**Exercise brief**
Please reproduce everything in the reflection on Luke 16:1-13 from "Reflection on Luke" down to "one of these.".

**Study text**
Reflection on Luke 16:1-13
The parable of the Dishonest Manager
Some of Jesus’ teachings are elegant and straightforward, expressed in just a few lines. My favorites are those that begin “The kingdom of God is like…” They encapsulate the endless power of God’s love and the interrelationship through God of all things living. They are easy to memorize and to relate. The parable of the Dishonest Manager is not one of these.
Fortunately, the parables in Luke 15 provide an overture to the Dishonest Manager, and Luke 16:14-16 serve to drive home the point: Faithfulness in God is demonstrated by hospitality to the poor, and it is impossible to both serve God and pursue personal wealth. Extracting this lesson from the parable required a tidy volume of footnotes however, at least in my Bible, and I was glad to have them. Without footnotes, my next step would have been to try holding a mirror up to the printed page, hoping the meaning would magically appear in the text’s reflection. “And his master commended the dishonest manager because he had acted shrewdly; for the children of this age are more shrewd in dealing with their own generation than are the children of light.”

**Data excerpts**
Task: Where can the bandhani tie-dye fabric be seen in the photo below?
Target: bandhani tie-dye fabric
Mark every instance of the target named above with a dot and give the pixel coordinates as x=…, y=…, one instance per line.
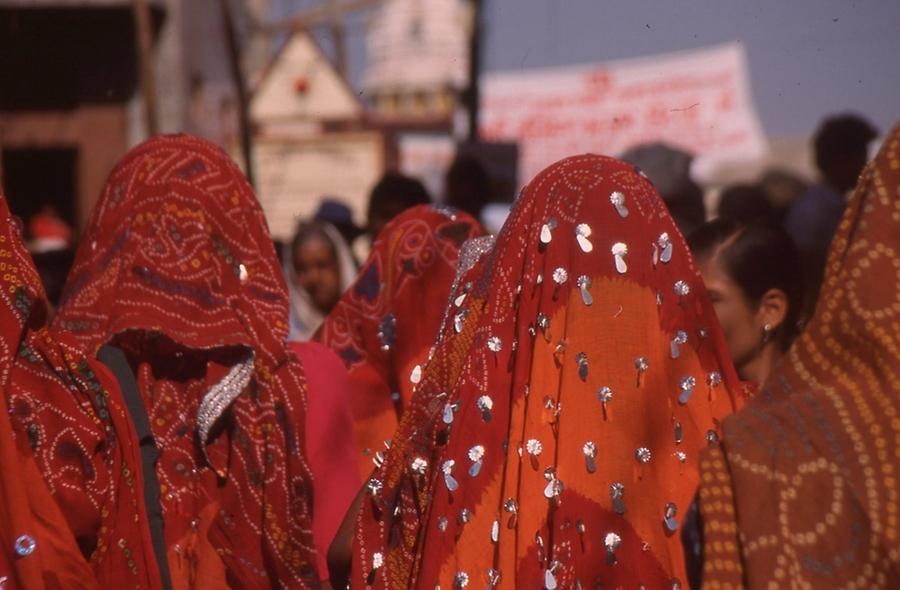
x=803, y=491
x=554, y=438
x=177, y=268
x=385, y=324
x=71, y=497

**Completed exercise**
Reflection on Luke 16:1-13
The parable of the Dishonest Manager
Some of Jesus’ teachings are elegant and straightforward, expressed in just a few lines. My favorites are those that begin “The kingdom of God is like…” They encapsulate the endless power of God’s love and the interrelationship through God of all things living. They are easy to memorize and to relate. The parable of the Dishonest Manager is not one of these.